__EXTRACTED RECORDS__:
■ ■ ■

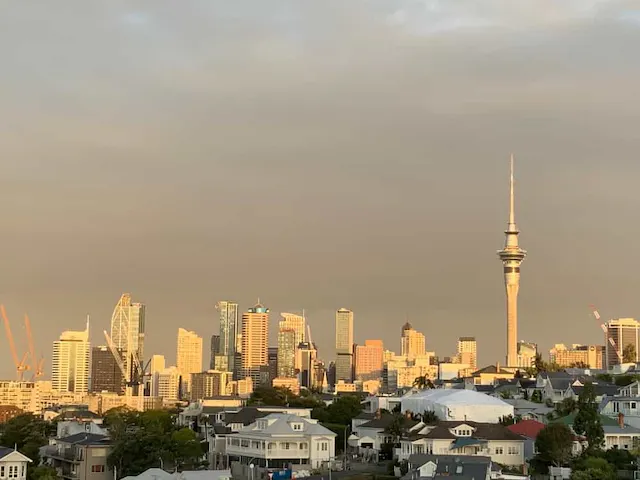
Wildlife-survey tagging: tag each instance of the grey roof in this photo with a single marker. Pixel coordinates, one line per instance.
(86, 439)
(282, 424)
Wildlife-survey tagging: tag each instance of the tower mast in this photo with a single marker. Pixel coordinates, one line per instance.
(512, 256)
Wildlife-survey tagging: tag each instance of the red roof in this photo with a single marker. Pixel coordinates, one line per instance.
(527, 428)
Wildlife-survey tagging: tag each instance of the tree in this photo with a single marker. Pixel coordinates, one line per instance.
(587, 421)
(554, 443)
(423, 382)
(629, 353)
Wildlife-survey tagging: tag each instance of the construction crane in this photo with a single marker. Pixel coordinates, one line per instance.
(21, 365)
(596, 315)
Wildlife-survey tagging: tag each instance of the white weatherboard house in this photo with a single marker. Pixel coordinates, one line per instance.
(13, 464)
(281, 439)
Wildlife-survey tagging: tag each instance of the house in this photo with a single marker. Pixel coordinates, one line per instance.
(82, 456)
(465, 438)
(529, 430)
(280, 439)
(13, 464)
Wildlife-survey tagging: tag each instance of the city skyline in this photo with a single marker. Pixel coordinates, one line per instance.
(388, 199)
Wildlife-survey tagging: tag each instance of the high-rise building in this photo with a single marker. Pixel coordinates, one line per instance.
(412, 342)
(188, 356)
(287, 352)
(209, 384)
(344, 345)
(229, 331)
(105, 372)
(593, 356)
(468, 354)
(512, 256)
(127, 330)
(622, 332)
(70, 362)
(369, 360)
(215, 351)
(255, 342)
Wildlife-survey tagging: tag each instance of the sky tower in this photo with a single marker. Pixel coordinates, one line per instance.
(512, 256)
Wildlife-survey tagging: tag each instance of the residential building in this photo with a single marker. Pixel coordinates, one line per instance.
(211, 383)
(468, 354)
(13, 464)
(621, 332)
(344, 345)
(106, 375)
(412, 342)
(70, 362)
(281, 439)
(229, 331)
(215, 351)
(255, 342)
(465, 438)
(594, 356)
(82, 456)
(369, 360)
(286, 352)
(127, 329)
(188, 356)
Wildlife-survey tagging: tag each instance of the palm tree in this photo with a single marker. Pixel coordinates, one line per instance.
(423, 383)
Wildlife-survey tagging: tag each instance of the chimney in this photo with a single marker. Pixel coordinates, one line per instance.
(621, 419)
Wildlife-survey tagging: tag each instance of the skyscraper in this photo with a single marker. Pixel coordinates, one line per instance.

■ ■ ■

__WHAT THIS TASK INVOLVES__: Leave out every line before the one containing "Wildlife-survey tagging: tag each instance of the white"; set down that line and all remaining lines of the material exactly.

__PROBLEM SOLUTION__:
Wildlife-survey tagging: tag each instance of the white weatherboard house in this photo with a single marker. Pixel coordinates, one line per instance.
(13, 464)
(281, 439)
Wildlife-survey tagging: tag each instance of the house in this photo with a single marker. Pixel coordinates, one line per instance.
(82, 456)
(465, 438)
(529, 430)
(280, 439)
(13, 464)
Wildlife-survey tagging: tag each instance of the city skyline in this photo with a single marker. Pixel coordinates, one line per instance.
(388, 199)
Wildlife-survey tagging: tag each instance of the high-rise building in this photo with a single marker. Pixel coordinates, one line per instance.
(412, 342)
(188, 356)
(287, 352)
(209, 384)
(344, 345)
(229, 331)
(105, 372)
(593, 356)
(468, 354)
(512, 256)
(127, 330)
(622, 332)
(70, 362)
(369, 360)
(215, 351)
(255, 342)
Wildlife-survey tagging: tag each instance of the sky tower in this photo with a single marker. Pixel coordinates, one line per instance.
(512, 256)
Wildlife-survey tagging: tag each instance of the residential building in this photo with a single marker. Pixel coordinates, one line per instance.
(211, 383)
(468, 354)
(13, 464)
(621, 332)
(344, 345)
(106, 375)
(412, 342)
(70, 362)
(281, 439)
(229, 331)
(215, 351)
(255, 342)
(465, 438)
(594, 356)
(82, 456)
(369, 360)
(286, 352)
(127, 329)
(188, 356)
Wildlife-survey tagging: tag each instance of the palm tree in this photo with a single marker. Pixel coordinates, one line per instance.
(423, 383)
Wildlife-survey tagging: tag each instance of the chimney in this photo with a single marker. Pixel coordinates, one line per instance.
(621, 419)
Wildlife-survey tagging: tag each instance of the skyscraper in this photo with a single marker. Pixel coordinates, one line per instance.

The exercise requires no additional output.